## EXERCISE INSTRUCTIONS
Every record should be restated exactly, with no images included.

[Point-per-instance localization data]
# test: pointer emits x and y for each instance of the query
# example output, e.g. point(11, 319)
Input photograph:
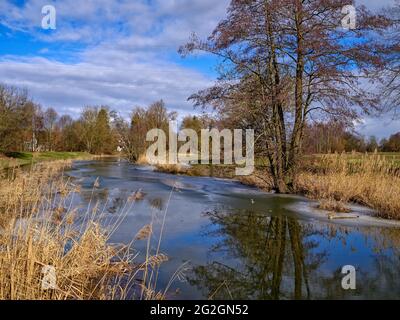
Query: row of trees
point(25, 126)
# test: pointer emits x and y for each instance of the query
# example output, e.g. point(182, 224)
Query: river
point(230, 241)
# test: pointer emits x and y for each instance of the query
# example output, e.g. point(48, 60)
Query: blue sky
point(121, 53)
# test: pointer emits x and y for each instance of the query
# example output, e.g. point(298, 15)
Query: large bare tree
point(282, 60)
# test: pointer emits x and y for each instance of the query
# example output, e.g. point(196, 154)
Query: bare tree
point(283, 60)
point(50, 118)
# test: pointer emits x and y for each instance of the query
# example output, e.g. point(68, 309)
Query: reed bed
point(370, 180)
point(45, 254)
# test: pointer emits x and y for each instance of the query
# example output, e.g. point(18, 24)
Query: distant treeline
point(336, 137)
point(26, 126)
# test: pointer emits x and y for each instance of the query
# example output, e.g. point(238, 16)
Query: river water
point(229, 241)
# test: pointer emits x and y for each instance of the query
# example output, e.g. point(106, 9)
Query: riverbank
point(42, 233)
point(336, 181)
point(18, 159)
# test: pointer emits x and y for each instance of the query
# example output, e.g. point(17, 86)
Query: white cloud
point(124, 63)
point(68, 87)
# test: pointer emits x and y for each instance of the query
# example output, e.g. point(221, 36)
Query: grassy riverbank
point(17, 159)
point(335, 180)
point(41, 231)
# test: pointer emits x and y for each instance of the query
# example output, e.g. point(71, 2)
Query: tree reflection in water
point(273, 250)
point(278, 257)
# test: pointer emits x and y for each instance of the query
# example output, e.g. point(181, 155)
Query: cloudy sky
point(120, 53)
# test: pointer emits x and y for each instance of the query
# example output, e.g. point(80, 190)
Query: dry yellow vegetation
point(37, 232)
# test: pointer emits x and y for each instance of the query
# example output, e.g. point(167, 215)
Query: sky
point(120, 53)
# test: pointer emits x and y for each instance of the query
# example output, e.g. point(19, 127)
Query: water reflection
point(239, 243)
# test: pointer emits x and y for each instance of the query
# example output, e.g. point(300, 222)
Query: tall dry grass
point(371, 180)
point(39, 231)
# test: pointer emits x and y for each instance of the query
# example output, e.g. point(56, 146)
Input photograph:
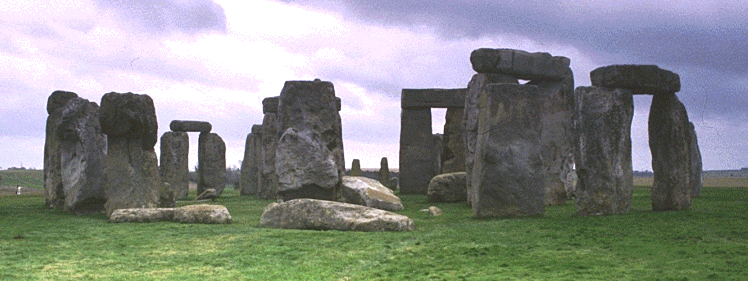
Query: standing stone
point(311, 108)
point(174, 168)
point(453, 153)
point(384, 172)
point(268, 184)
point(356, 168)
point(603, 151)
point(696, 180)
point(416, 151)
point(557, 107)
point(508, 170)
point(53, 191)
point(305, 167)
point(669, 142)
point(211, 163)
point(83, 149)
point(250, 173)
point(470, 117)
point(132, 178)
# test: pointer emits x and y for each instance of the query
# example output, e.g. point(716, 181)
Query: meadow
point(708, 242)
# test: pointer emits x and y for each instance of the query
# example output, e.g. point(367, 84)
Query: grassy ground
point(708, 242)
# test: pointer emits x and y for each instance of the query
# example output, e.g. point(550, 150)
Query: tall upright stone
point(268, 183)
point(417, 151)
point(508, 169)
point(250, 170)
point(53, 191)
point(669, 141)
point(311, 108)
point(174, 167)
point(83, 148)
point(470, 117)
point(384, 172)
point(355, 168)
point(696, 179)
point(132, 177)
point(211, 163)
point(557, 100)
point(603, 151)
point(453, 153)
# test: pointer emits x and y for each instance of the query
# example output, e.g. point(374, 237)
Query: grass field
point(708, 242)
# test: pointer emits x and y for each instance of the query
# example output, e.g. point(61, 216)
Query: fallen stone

## ANSWER TO THIS TASK
# test: pointer emits x and y for each instance of the query
# example output, e.g. point(11, 319)
Input photograph:
Query: row of trees
point(25, 126)
# test: pointer emits x and y for each instance of the query
# example output, e.g. point(182, 224)
Query: river
point(230, 241)
# test: pointer emits x and y for each instance of the query
# example output, e.g. point(48, 60)
Query: blue sky
point(121, 53)
# test: pointer emits x and y for each instance of the query
# example output, e.g. point(298, 15)
Query: large bare tree
point(282, 60)
# test: pointer emits x and y for each instance of the query
# example output, e.g. point(196, 154)
Query: bare tree
point(283, 60)
point(50, 118)
# test: pointer emits x and y for each instance of the query
# example output, e.g. point(68, 309)
Query: reed bed
point(370, 180)
point(45, 254)
# test: pointer emits x and y for each instance of the query
# example output, e.g. point(18, 24)
Query: distant treeline
point(336, 137)
point(26, 126)
# test: pointer emits x and y for each instance of the query
# example output, e.g. point(238, 16)
Query: river water
point(229, 241)
# test: pointer emits x and y for each instance of the query
# example output, e.g. point(106, 9)
Query: riverbank
point(42, 233)
point(336, 181)
point(18, 159)
# test: pointer emits x and y for each instance of the query
# example output, e.g. point(17, 86)
Query: white cloud
point(124, 63)
point(68, 87)
# test: pointer emits x and y for each instance of the query
# example output, e.g. point(221, 36)
Query: grassy riverbank
point(17, 159)
point(335, 180)
point(41, 231)
# test: pointer emits x and y for each instance of the query
# example output, e.g. point(71, 2)
Query: tree reflection in water
point(273, 250)
point(278, 257)
# test: pointer emits x and y for each instance of the query
# example output, e.g. point(181, 155)
Query: cloudy sky
point(120, 53)
# test: pointer emits x and y for each instance of the query
# example output, e.g. point(80, 190)
Query: dry yellow vegetation
point(37, 232)
# test: pointer emits x and y for each instance of the query
# example output, e.g. point(167, 215)
Query: sky
point(120, 53)
# test: pointer emits x and y for each instance of the query
# example output, e.g. point(19, 127)
Query: water reflection
point(239, 243)
# test: pointer emits x and y for each instance of the query
# example output, e.g. point(300, 222)
Query: tall dry grass
point(371, 180)
point(39, 231)
# test: pointer emits x and y for each instance of the query
# example output, e.g. point(56, 146)
Input photograph:
Query: standing stone
point(311, 108)
point(174, 168)
point(453, 153)
point(384, 172)
point(268, 184)
point(356, 168)
point(603, 151)
point(696, 180)
point(416, 151)
point(557, 107)
point(508, 170)
point(53, 191)
point(305, 167)
point(669, 142)
point(211, 163)
point(83, 149)
point(250, 173)
point(470, 117)
point(132, 178)
# test: pointer emits x and y for each instance of the query
# example output, e.g. point(716, 181)
Query: meadow
point(708, 242)
# test: pointer emits x and y for each instance of the query
# example output, e.g. point(367, 84)
Query: grassy ground
point(708, 242)
# test: pointer emits x and y for each instance of the query
# example output, e.g. point(550, 150)
Query: tall upright stone
point(268, 183)
point(417, 151)
point(508, 169)
point(250, 170)
point(53, 191)
point(669, 141)
point(311, 108)
point(174, 167)
point(83, 148)
point(470, 117)
point(384, 172)
point(355, 168)
point(696, 179)
point(132, 177)
point(211, 163)
point(557, 100)
point(603, 151)
point(453, 153)
# test: pointer emits x and y for each instance of the query
# example output, e.g. point(374, 237)
Query: grass field
point(708, 242)
# test: pointer emits x and y for each instance of the query
# example output, e.g. point(61, 216)
Query: fallen stone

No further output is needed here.